--- start of Extract ---
I've just run this gauntlet and know your pain. Note my signature line ;-)

Quote:
Originally Posted by goldbar View Post
My first attempt posting images, wish me luck.
I have been wrestling with this far too long, wish there were a tipup near by that I could just go look at from time to time, no such luck. Several questions, all related to getting the tip up canopy fit dialed in.

This is how the forward top skin F-771 and F-702 skin match, looks right I think.
http://s754.photobucket.com/user/sal...tml?sort=3&o=3
This looks reasonable; maybe a bit of a gap at the bottom edge near the fuse.

Quote:
Originally Posted by goldbar View Post
the next image is as I try to tip-up the canopy (use your imagination) and this is as far as she goes.
http://s754.photobucket.com/user/sal...tml?sort=3&o=2

so I know trimming will be in order down the road, but I'm nervous this should somehow be cleared up before moving on ? and if so, how?
This is a common problem and is usually fixed by trimming the 702 skin. Because the hinge point is below the skin surface, the 702 skin moves forward and up initially, so the gap closes and your canopy is stuck.

Another problem I found on my build was that my initial riveting of the frame halves, the position of WD-716 was a bit low, causing the 702 to bend and pull back a bit from the gap. This compounds the problem above because as the canopy lifts, the skin straightens and lengthens, requiring an even wider gap between 771 and 702.

Here's a quick drawing (worth 1000 words):



I would definitely check to see if you have this depressed WD-716 effect; you'll want to correct that (shims will work if the depression is not too big), otherwise the skin/skin gap will be larger than you would probably like. The rest of the gap is due to the location of the tipper pivots, but there's not much we can do about this when built to plans.
--- end of Extract ---
--- start of Material ---
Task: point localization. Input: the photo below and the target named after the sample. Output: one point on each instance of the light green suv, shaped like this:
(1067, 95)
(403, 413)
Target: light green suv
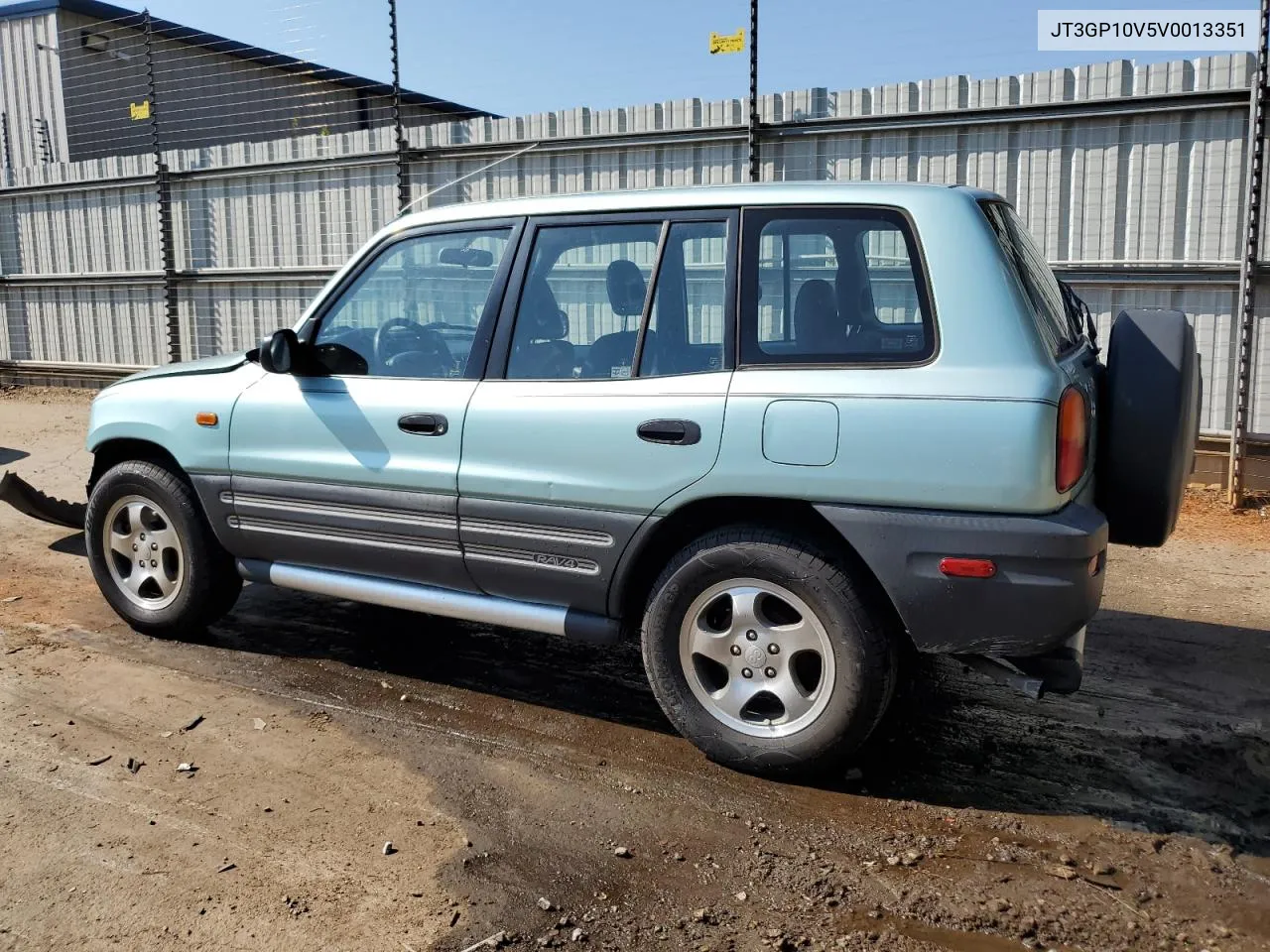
--- end of Material ---
Goal A
In the tip-up canopy post, what part does the reply say is usually trimmed to fix a canopy that gets stuck?
Goal B
Using the tip-up canopy post, mark each statement yes or no and quote the words that decide it: (i) the hinge point sits above the skin surface; (ii) shims can correct a depressed WD-716 when the depression is small; (iii) a lot can be done about the tipper pivot location when building to plans.
Goal C
Pick up the tip-up canopy post after its final sentence and keep writing it.

Task result A
The 702 skin.

Task result B
(i) No: "Because the hinge point is below the skin surface"
(ii) Yes: "shims will work if the depression is not too big"
(iii) No: "there's not much we can do about this when built to plans"

Task result C
Quote:
Originally Posted by goldbar View Post
Two more images showing the side fit of the F-702 skin, is this where bending the canopy frame a wee bit here and there to get the fit (that changes with each new piece of the whole added) correct to match the side of the fuselage?
towards the aft of the f-702 perhaps an 3/16ths.
http://s754.photobucket.com/user/sal...tml?sort=3&o=1
I had to work at bending the frame to get the skirts to line up with the fuse. As you know, every rivet changes the shape of the thing, and in the end I was probably 1/16" off to the inside. I tried to shim (which would have worked) but the gap wouldn't have been perfect, so I decided to glass it like so many others before me. Now, the fit is like a glove.

Quote:
Originally Posted by goldbar View Post
and towards the front of the F-702 about the same-ish.
http://s754.photobucket.com/user/sal...tml?sort=3&o=0
This looks like 702 is a bit proud of the fuse. Mine still has a bit of this too. the pre-punched holes in the skin and WD-716 frame seem to set this distance, as does the location of the center point of the frame with respect to F771/F768A. (you can imagine, if you push down on the center of the frame, the left and right bottom edges will bow out as the frame rotates around the pivot points.) I would have liked the flexibility to NOT have the frame pre-drilled, so I could set the width better in the front.

It's a slow and sometimes frustrating process. Read and re-read all other posts here on VAF on this subject and go slow. I know if I build another canopy, it will come out quite a bit better because of all the gotchas that you didn't know a week or a month ago when you did some op.

Keep at it.

Oh, and you'll absolutely want to make a set of canopy stops, similar to Bruce's below. My canopy shifted 3/32 ~ 1/8 of an inch forward (when closed) when the struts went on.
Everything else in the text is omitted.